--- START OF EXCERPT ---
Their first trip together was to Kosovo, the disputed country that has seen years of war in Eastern Europe. They realized during that maiden voyage that they enjoyed working together and traveling together.

“The first trip was to Kosovo, which I think really opened up Polly’s eyes to a world she’d never seen,” Murphy said. “Her traveling up to then would have been with friends, the band, a manager. What kind of room do you want? What are your preferences? All that kind of stuff. That’s not the way you travel in a place in Kosovo. Sometimes there are no hotels, or the hotel is pretty shabby — but you’re lucky to get it. I think it was a huge eye-opener, and I think that fell into her writing.”

Murphy was impressed by how quickly Harvey was able to make a connection with a complete stranger. As he put it, the singer was able to “sum up” anyone on their travels. These encounters on the road didn’t always scream documentary film or original song, but Murphy knew creativity was taking place.

“We would talk about stuff afterward,” he remembers. “I’d be off doing my thing, and she’d be off doing her thing. … We left this village in Kosovo, which is featured in the film, and she said, ‘There were two things that really struck me about that encounter with the old woman. One was the plums on the road, the rotting plums. There was no one there to harvest the plums because everyone had left because of the war, and it was a deserted village. And the other thing was the woman walking around in the village with the keys behind her back. And I said, ‘Jesus, I filmed both things.’ Now I’ve been in situations with other writers where they go on about something that I just didn’t see, or it didn’t make the picture. It was just funny we were both quite visual.”
--- END OF EXCERPT ---
--- START OF DATA EXCERPTS ---
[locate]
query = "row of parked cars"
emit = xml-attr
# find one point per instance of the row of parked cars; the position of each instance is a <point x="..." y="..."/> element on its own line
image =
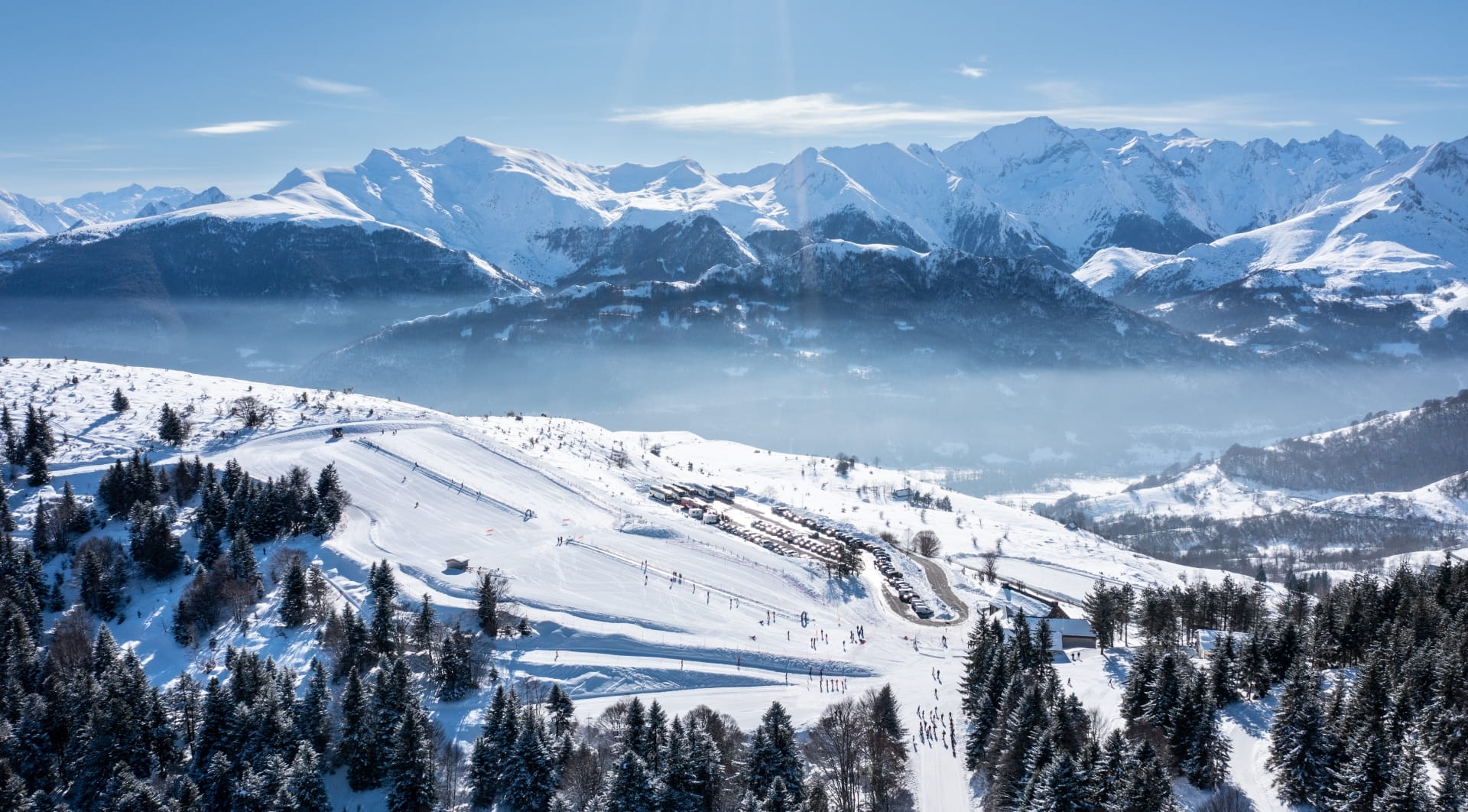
--- END OF DATA EXCERPTS ---
### STATED EXERCISE A
In the excerpt about the trip to Kosovo, what companions does Murphy say Harvey had traveled with before then? List all of them.
### STATED EXERCISE B
Resume the piece about Harvey and Murphy's travels from the point where it stops.

### EXPECTED ANSWER A
Friends, the band, a manager

### EXPECTED ANSWER B
He added: “In the film you get these snatches of the notebooks that she was keeping, and they were literally the first draft of what would later become a poem or a song. They were also the very first thing that she put pen to paper when she saw something, and I thought that was very, very strong and raw. Sometimes they’re disjointed, and they don’t make sense. But they’re very evocative, and I thought that was a way that I can try to stitch the film together and also drive what was coming next.”

By John Soltes / Publisher / John@HollywoodSoapbox.com

PJ Harvey: A Dog Called Money, featuring PJ Harvey, was written, directed and photographed by Seamus Murphy. The documentary is playing virtually at New York City’s Film Forum. Click here for more information and tickets.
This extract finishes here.